- _List of tasks_
**1)** From the FOLFIRINOX resistance text, copy word for word everything from "Our lab has" down to "pancreatic tumour microenvironment.".
**2)** According to the FOLFIRINOX resistance text, what median survival does FOLFIRINOX chemotherapy offer?

- _Extracted text_
Pancreatic ductal adenocarcinoma (PDAC) is a devastating disease with a 5-year survival rate of only 13%. More than 80% of PDAC patients cannot undergo potentially curative surgical resection due to the presentation of advanced, metastatic disease, and are instead offered systemic chemotherapy regimens to which resistance is rapidly acquired. FOLFIRINOX chemotherapy offers an 11.1-month median survival compared to 6.8 months with Gemcitabine. Rapid onset of resistance to FOLFIRINOX, coupled with the lack of alternative targeted therapies, ultimately results in patients succumbing to the disease. My project aims to identify mechanisms by which PDAC cells acquire resistance to FOLFIRINOX treatment and investigate interventions aimed at enhancing and/or reinstating FOLFIRINOX sensitivity.
Our lab has propagated distinct patient derived xenografts (PDXs) from the Avner Australian Pancreatic Cancer Matrix Atlas (APMA) and I have exposed them to 11 - 15 rounds of FOLFIRINOX (or vehicle control) in vivo to reflect the clinical management of PDAC. Additionally, intrapancreatic orthotopic tumors derived from cells from the KPC mouse model (LSL-KrasG12D/+;LSL-Trp53R172H/+;Pdx-1-Cre) have received 5 - 6 rounds of FOLFIRINOX (or vehicle control). These tumours will undergo quantitative data-independent acquisition mass spectrometry proteomic analysis and RNA sequencing transcriptomic analysis (RNAseq) to reveal resistance pathways and/or proteins operating in the chronically treated tumours and the surrounding pancreatic tumour microenvironment.
Additionally, we have developed and cultured matched treatment naïve and FOLFIRINOX-treated patient-derived cell lines (PDCLs) and mouse cell lines from the PDX and KPC-derived tumours. These lines will allow us to validate future targets via gene knockdown and/or pharmacological intervention. 3D assays, such as our organotypic matrix models, will be performed to assess the metastatic potential of cancer cells and their response to FOLFIRINOX in vitro. Furthermore, subcutaneous and orthotopic (intrapancreatic) models coupled with intravital (in vivo) imaging and biosensor technology will allow us to assess targeting in live tumours and metastatic sites in real time.
It is the hope that this research will lead to the identification of proteins or protein pathways which can be manipulated in order to re-sensitise tumours to FOLFIRINOX chemotherapy.

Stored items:
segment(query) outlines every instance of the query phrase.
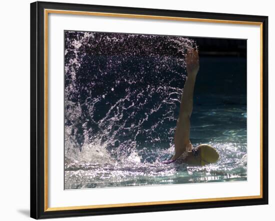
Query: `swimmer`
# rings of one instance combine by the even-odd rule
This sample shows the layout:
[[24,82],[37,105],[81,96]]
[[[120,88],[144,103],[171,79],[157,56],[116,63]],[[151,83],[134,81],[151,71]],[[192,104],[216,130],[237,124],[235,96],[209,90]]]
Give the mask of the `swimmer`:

- _List of answers_
**1)**
Our lab has propagated distinct patient derived xenografts (PDXs) from the Avner Australian Pancreatic Cancer Matrix Atlas (APMA) and I have exposed them to 11 - 15 rounds of FOLFIRINOX (or vehicle control) in vivo to reflect the clinical management of PDAC. Additionally, intrapancreatic orthotopic tumors derived from cells from the KPC mouse model (LSL-KrasG12D/+;LSL-Trp53R172H/+;Pdx-1-Cre) have received 5 - 6 rounds of FOLFIRINOX (or vehicle control). These tumours will undergo quantitative data-independent acquisition mass spectrometry proteomic analysis and RNA sequencing transcriptomic analysis (RNAseq) to reveal resistance pathways and/or proteins operating in the chronically treated tumours and the surrounding pancreatic tumour microenvironment.

**2)** 11.1 months